+++ Information shown +++
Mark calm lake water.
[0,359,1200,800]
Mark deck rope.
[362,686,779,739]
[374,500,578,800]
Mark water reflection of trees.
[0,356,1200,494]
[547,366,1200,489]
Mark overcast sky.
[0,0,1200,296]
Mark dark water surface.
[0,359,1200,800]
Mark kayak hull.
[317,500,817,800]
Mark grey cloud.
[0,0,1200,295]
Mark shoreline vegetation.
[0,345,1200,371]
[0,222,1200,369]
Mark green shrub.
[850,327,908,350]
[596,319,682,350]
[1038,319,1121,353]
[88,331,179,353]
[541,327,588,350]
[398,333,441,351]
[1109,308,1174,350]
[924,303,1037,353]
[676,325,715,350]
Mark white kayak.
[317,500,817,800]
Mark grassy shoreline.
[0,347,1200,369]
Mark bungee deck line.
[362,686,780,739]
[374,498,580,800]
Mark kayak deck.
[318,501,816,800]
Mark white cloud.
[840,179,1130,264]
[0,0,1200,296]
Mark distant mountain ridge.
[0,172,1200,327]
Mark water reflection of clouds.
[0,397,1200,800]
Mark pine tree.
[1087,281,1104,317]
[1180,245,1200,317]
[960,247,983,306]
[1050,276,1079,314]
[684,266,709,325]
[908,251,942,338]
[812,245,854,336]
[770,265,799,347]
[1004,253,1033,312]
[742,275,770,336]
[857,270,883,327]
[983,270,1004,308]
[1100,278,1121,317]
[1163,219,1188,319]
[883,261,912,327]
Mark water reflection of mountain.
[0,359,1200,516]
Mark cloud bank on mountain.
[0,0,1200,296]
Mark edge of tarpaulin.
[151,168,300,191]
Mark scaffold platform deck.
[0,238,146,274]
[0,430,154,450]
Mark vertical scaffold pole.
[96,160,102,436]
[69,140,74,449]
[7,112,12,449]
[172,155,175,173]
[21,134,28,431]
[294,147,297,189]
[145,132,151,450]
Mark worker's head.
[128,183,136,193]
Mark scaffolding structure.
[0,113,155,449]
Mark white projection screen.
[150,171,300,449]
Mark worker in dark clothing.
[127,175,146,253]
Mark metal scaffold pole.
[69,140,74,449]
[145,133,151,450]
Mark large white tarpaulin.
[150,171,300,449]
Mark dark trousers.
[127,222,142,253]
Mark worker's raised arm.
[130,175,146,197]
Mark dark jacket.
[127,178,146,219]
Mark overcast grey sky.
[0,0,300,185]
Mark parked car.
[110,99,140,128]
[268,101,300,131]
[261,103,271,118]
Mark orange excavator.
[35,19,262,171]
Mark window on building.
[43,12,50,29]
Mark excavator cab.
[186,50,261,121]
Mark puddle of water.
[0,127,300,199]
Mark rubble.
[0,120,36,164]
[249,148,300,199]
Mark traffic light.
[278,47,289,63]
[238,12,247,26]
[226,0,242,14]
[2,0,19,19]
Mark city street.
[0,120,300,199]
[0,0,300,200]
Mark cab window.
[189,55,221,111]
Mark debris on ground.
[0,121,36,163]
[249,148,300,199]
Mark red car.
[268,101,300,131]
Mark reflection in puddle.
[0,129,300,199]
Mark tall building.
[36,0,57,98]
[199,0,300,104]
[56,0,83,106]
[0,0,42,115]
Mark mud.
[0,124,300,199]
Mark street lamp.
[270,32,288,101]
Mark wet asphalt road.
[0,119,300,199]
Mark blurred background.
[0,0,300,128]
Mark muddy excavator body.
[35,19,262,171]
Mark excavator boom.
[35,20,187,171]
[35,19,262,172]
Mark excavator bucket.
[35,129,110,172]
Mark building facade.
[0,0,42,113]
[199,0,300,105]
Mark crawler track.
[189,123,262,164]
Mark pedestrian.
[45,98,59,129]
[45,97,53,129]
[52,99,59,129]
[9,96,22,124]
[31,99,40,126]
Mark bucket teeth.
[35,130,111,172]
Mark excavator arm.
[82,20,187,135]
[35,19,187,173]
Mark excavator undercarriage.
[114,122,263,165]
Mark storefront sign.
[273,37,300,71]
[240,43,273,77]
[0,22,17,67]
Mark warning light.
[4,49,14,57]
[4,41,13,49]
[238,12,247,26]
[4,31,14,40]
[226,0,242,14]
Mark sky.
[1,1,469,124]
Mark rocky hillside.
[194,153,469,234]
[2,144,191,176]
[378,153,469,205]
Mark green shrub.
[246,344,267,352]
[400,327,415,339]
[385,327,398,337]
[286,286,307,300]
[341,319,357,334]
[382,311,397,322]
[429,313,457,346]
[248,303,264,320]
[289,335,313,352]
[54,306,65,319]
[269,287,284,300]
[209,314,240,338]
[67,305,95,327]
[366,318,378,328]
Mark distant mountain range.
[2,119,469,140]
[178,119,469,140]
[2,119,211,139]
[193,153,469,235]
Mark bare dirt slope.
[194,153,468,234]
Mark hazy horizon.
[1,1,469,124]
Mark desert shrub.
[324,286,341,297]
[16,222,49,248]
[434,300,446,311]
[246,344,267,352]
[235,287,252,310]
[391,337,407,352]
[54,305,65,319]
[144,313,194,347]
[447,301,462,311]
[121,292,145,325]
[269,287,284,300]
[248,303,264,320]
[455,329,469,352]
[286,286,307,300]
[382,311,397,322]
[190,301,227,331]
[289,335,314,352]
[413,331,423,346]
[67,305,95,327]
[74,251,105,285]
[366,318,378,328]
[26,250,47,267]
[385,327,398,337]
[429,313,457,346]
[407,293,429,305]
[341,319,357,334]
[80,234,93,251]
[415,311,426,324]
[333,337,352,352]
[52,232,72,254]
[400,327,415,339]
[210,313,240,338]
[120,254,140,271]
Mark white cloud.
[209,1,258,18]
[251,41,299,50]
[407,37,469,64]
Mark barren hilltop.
+++
▶ [Exercise directions]:
Please quote the listing exactly, from the line containing "Mark city street." through the end of the listing, including both of those lines.

▶ [Exercise response]:
Mark city street.
[0,120,300,199]
[0,0,300,200]
Mark cab window.
[189,55,221,111]
Mark debris on ground.
[0,121,36,163]
[249,148,300,199]
Mark red car.
[268,101,300,131]
Mark reflection in puddle.
[0,129,300,199]
Mark tall building.
[36,0,57,98]
[199,0,300,104]
[56,0,83,106]
[0,0,42,115]
Mark mud.
[0,124,300,199]
Mark street lamp.
[270,32,288,101]
Mark wet asphalt road.
[0,119,300,199]
Mark blurred background.
[0,0,300,128]
Mark muddy excavator body.
[35,19,262,171]
Mark excavator boom.
[35,20,187,171]
[35,19,262,172]
Mark excavator bucket.
[35,129,110,172]
Mark building facade.
[0,0,42,113]
[199,0,300,105]
Mark crawler track.
[189,123,262,164]
Mark pedestrian.
[45,98,59,129]
[45,97,53,129]
[52,99,59,129]
[9,96,22,124]
[31,99,40,126]
Mark bucket teeth.
[35,130,111,172]
Mark excavator arm.
[82,20,187,135]
[35,19,187,173]
Mark excavator undercarriage.
[114,122,263,165]
Mark storefront sign.
[273,37,300,71]
[240,43,273,77]
[0,22,17,67]
Mark warning light.
[4,49,14,57]
[4,41,13,49]
[238,12,247,26]
[4,31,14,40]
[226,0,242,14]
Mark sky.
[1,1,469,124]
Mark rocky hillside.
[194,153,469,234]
[2,144,191,176]
[378,153,469,205]
Mark green shrub.
[246,344,267,352]
[400,327,415,339]
[385,327,398,337]
[286,286,307,300]
[341,319,357,334]
[382,311,397,322]
[429,313,457,346]
[248,303,264,320]
[289,335,313,352]
[54,306,65,319]
[269,287,284,300]
[209,314,240,338]
[67,305,95,327]
[366,318,378,328]
Mark distant mountain range.
[2,119,469,140]
[178,119,469,140]
[2,119,211,139]
[193,153,469,235]
Mark bare dirt slope.
[194,153,468,234]
Mark hazy horizon.
[1,1,469,124]
Mark desert shrub.
[324,286,341,297]
[16,222,49,248]
[434,300,446,311]
[246,344,267,352]
[235,287,252,310]
[391,337,407,352]
[54,305,65,319]
[144,313,194,347]
[447,301,462,311]
[121,292,145,325]
[269,287,284,300]
[248,303,264,320]
[455,329,469,352]
[286,286,307,300]
[382,311,397,322]
[190,301,227,331]
[289,335,314,352]
[413,331,423,346]
[67,305,95,327]
[74,251,105,285]
[366,318,378,328]
[26,250,47,267]
[385,327,398,337]
[429,313,457,346]
[407,293,429,305]
[341,319,357,334]
[80,234,93,251]
[415,311,426,324]
[333,337,352,352]
[52,232,72,254]
[400,327,415,339]
[210,313,240,338]
[120,254,140,271]
Mark white cloud.
[209,1,258,18]
[251,41,299,50]
[407,37,469,64]
Mark barren hilltop.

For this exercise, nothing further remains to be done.